SHORT TASK:
Repeat everything from the line containing "Pick-planner input: for every instance of the man's face" down to the line containing "point(181, 271)", both ends included, with no changes.

++++

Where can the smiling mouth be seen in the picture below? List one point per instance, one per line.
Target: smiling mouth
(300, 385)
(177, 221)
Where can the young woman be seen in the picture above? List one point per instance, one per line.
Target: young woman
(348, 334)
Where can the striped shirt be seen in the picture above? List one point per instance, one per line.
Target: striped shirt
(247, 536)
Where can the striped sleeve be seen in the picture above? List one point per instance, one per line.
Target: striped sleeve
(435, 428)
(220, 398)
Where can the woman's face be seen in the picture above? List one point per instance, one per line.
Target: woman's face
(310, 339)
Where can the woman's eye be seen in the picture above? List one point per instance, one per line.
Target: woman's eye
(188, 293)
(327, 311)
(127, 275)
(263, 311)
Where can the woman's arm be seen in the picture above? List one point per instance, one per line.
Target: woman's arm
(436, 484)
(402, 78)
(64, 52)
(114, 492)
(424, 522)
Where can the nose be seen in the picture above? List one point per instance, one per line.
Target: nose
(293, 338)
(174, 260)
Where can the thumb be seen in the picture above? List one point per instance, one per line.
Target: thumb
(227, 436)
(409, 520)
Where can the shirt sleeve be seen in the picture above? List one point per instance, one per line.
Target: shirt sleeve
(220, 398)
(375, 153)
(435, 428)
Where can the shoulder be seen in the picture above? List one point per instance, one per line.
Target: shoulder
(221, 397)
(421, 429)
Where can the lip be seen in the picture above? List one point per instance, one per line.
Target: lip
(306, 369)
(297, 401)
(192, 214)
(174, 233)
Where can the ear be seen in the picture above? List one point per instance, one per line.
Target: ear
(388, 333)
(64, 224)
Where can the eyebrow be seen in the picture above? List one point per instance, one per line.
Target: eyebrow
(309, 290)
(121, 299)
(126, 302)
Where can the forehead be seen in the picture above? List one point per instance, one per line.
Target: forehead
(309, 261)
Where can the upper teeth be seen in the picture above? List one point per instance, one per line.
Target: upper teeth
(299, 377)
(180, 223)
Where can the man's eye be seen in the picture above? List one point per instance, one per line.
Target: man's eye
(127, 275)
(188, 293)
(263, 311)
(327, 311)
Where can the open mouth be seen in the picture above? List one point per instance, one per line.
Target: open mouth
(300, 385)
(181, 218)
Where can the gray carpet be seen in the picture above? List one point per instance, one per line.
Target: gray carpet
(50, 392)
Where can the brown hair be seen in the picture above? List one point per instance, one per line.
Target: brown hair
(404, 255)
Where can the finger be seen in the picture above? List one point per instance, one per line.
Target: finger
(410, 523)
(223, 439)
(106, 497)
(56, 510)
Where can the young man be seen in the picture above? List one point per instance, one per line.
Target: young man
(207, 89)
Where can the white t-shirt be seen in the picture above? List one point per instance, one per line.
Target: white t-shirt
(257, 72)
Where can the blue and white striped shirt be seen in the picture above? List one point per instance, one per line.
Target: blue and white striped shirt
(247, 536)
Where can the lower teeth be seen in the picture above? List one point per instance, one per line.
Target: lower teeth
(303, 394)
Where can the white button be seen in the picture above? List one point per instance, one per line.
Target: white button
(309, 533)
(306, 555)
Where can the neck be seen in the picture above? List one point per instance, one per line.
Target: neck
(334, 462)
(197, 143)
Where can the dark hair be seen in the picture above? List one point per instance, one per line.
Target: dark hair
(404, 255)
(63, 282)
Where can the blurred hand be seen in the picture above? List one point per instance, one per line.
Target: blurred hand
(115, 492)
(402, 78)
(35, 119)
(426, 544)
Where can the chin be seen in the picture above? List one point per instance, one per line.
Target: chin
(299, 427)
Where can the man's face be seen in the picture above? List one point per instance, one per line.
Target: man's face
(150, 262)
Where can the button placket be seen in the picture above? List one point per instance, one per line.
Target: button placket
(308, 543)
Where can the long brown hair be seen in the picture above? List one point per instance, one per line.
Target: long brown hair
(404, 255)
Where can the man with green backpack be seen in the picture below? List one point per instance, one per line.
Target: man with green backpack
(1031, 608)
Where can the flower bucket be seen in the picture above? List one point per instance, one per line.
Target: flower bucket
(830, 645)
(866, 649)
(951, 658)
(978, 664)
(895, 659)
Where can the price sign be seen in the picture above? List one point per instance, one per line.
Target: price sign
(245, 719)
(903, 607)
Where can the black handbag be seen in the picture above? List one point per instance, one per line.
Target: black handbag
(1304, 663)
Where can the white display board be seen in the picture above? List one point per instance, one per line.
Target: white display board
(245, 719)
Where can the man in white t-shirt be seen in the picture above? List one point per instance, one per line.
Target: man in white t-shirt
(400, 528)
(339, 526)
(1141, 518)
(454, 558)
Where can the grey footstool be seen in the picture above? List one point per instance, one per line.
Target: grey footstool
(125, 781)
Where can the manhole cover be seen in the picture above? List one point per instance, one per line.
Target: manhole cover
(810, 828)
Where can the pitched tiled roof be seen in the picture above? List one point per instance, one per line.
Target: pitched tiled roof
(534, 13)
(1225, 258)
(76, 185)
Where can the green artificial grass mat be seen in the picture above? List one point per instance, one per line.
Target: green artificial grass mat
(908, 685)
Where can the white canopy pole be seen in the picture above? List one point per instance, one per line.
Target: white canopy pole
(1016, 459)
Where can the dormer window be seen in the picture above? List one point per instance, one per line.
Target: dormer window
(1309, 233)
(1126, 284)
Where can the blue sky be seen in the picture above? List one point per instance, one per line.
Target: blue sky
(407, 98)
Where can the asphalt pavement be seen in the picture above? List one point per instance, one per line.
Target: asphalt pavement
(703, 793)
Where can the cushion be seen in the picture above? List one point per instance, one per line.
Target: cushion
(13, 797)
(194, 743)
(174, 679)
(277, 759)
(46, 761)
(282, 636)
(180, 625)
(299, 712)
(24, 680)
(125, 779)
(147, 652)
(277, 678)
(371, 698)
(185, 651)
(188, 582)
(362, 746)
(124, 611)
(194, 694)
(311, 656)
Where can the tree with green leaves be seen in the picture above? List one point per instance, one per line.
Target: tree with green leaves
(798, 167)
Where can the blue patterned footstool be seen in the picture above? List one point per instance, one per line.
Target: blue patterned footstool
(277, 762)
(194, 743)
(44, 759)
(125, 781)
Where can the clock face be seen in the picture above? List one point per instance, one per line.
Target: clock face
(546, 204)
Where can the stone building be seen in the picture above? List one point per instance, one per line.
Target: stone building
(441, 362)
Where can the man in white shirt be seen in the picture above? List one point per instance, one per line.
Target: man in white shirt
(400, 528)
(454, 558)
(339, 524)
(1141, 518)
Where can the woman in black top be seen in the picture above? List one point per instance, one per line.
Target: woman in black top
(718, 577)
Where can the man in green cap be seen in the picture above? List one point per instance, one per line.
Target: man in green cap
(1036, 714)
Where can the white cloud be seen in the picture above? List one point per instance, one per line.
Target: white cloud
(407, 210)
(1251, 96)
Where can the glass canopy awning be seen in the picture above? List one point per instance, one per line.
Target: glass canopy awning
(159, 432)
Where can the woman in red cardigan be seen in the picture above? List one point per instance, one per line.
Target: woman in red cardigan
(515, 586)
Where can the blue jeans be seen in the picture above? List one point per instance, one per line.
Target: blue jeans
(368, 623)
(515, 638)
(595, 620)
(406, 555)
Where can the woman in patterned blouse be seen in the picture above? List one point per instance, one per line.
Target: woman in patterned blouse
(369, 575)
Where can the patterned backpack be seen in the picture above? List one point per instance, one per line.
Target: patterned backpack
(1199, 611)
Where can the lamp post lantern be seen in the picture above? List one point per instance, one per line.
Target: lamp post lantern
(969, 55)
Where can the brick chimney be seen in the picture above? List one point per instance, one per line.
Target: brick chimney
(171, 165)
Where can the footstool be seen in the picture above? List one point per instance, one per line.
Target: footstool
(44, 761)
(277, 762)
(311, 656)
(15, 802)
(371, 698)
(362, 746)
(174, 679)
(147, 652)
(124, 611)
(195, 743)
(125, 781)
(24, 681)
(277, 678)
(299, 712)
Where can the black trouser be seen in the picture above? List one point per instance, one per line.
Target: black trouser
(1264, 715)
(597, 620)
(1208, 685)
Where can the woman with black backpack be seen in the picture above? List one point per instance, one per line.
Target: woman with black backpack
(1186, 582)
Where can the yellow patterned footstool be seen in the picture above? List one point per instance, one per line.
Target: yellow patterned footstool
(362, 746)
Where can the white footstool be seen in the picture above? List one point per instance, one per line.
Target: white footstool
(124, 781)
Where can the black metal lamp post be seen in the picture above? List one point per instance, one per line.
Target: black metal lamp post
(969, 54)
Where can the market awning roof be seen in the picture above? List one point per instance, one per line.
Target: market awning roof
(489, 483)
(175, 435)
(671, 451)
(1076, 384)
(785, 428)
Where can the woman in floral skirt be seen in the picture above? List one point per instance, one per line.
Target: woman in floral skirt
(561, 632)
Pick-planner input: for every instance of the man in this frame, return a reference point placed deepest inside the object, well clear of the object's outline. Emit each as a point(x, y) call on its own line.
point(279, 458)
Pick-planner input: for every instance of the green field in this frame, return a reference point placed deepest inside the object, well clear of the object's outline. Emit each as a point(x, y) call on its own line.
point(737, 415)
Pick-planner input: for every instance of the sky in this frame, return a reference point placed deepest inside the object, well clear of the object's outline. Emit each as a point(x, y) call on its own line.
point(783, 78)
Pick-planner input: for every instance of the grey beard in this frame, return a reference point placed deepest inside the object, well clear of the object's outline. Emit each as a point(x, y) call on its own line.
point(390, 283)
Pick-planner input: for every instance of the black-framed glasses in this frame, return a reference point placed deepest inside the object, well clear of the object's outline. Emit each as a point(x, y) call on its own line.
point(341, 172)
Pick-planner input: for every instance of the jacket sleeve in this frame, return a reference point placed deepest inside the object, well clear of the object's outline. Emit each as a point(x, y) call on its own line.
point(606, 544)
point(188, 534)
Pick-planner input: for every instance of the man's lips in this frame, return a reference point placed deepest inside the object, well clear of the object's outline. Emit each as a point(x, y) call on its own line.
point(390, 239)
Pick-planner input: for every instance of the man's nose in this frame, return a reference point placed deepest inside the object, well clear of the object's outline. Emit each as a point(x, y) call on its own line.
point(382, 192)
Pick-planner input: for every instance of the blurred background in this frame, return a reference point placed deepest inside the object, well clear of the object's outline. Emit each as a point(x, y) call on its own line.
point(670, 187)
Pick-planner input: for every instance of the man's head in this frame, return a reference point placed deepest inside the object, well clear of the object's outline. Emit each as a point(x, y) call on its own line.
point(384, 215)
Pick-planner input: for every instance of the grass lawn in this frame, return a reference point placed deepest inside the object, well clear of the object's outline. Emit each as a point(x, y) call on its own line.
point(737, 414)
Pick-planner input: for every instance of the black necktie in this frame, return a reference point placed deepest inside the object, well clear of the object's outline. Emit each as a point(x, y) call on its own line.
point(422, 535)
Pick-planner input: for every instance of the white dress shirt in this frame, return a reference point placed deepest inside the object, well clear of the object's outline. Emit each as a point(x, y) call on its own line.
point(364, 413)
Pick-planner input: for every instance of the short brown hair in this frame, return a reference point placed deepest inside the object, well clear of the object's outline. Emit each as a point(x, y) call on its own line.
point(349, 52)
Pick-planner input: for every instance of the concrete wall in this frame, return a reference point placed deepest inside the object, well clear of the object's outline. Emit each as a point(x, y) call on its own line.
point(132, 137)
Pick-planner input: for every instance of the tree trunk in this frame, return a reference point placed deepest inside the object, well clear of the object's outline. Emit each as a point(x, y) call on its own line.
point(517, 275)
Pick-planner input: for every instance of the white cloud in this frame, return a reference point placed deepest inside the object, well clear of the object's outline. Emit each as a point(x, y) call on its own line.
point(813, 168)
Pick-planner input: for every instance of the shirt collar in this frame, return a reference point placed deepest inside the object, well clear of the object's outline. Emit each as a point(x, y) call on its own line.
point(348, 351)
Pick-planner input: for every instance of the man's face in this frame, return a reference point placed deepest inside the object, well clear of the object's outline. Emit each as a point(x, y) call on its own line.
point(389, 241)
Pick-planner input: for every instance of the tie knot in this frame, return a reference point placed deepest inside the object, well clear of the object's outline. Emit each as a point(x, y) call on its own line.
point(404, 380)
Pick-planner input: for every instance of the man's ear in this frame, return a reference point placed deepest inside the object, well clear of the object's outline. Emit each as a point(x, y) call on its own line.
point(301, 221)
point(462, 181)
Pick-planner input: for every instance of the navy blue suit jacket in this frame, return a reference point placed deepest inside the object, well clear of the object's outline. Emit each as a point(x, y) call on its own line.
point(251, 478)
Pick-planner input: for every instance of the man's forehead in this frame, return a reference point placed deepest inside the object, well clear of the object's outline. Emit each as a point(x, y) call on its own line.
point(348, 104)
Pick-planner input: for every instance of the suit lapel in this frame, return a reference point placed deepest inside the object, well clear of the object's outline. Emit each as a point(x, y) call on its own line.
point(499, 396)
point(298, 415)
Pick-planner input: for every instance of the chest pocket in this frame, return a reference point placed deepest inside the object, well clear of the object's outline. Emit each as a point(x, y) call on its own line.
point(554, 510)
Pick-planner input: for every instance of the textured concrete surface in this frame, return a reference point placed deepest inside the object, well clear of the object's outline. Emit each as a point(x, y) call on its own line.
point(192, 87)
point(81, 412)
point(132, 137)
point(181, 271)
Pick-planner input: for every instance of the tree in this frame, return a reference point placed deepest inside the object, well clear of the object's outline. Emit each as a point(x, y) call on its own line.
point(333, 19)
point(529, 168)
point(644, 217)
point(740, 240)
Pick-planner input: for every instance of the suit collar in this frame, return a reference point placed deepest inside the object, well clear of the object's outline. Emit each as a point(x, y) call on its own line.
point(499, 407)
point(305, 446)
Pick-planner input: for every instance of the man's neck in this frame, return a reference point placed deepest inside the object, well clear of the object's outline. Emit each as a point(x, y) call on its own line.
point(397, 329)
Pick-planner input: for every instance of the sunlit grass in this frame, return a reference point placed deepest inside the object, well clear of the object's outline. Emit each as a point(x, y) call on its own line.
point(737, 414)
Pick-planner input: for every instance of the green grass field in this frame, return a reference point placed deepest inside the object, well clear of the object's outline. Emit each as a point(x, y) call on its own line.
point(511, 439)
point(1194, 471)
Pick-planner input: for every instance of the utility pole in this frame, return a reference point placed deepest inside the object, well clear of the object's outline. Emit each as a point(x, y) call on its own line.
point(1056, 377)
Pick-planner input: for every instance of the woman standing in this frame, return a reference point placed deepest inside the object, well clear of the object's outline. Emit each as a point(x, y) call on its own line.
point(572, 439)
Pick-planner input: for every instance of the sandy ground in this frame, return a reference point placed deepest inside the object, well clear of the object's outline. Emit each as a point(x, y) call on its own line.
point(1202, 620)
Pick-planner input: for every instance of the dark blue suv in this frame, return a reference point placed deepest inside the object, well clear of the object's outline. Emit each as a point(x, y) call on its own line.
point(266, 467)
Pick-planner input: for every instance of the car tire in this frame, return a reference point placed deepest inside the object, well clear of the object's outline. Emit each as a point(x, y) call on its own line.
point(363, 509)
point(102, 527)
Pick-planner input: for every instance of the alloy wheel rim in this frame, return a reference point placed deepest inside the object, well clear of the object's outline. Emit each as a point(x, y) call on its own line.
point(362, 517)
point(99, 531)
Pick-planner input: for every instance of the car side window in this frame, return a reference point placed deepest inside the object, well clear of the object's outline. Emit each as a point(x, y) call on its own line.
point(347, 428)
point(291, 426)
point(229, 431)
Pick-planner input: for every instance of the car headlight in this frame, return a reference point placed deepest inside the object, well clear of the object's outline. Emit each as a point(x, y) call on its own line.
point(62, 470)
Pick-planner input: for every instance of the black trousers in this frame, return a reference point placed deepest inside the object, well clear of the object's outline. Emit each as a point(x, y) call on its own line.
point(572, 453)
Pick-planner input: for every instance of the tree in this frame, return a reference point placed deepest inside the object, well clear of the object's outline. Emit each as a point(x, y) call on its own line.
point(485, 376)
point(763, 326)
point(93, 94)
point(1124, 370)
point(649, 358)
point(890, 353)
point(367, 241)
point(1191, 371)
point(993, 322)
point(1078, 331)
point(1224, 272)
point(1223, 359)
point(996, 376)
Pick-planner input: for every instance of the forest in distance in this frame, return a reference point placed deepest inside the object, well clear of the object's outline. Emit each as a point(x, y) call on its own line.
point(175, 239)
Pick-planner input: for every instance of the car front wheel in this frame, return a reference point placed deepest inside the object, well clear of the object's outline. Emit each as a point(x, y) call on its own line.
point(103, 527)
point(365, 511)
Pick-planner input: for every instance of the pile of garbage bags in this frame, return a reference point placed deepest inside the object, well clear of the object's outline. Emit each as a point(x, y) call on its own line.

++++

EXERCISE RESULT:
Pick-planner input: for every instance of the man's face in this frame, return a reference point placed deepest inside the object, well clear of the object's outline. Emit each as a point(x, y) call on its own line.
point(389, 241)
Pick-planner input: for every instance of the tie knot in this frame, return a reference point placed deepest inside the object, well clear of the object's outline. Emit each as a point(x, y) call on its own line.
point(404, 380)
Pick-planner input: for every instance of the man's ear in this frame, return a reference point placed deepest inside the object, well clear of the object's outline. Emit each as a point(x, y) call on its own line.
point(301, 221)
point(462, 181)
Pick-planner input: for every instance of the navy blue suit jacket in this frame, return a reference point placed deepest inside the object, well clear of the object's outline. Emit each as a point(x, y) call on its own line.
point(251, 478)
Pick-planner input: for every instance of the man's forehead in this frame, return a reference point placed deepest inside the object, well clear of the object's outline. Emit each as a point(x, y) call on its own line.
point(348, 104)
Pick-planner input: for every instance of the suit lapel in this frame, return a reference point placed deepest inside the object, well clear of the object's outline. Emit each as a point(x, y) call on its own line.
point(499, 396)
point(298, 415)
Pick-planner input: for every instance of the chest pocket in this frame, return a reference point placed deepest inside the object, well clear of the object's outline. Emit each as a point(x, y) call on its own line.
point(554, 510)
Pick-planner input: for every instance of the textured concrete surface in this frame, return a reference point placed deepest inside the object, well clear of the object's outline. Emit each as a point(x, y) call on its own line.
point(192, 87)
point(81, 412)
point(132, 137)
point(181, 271)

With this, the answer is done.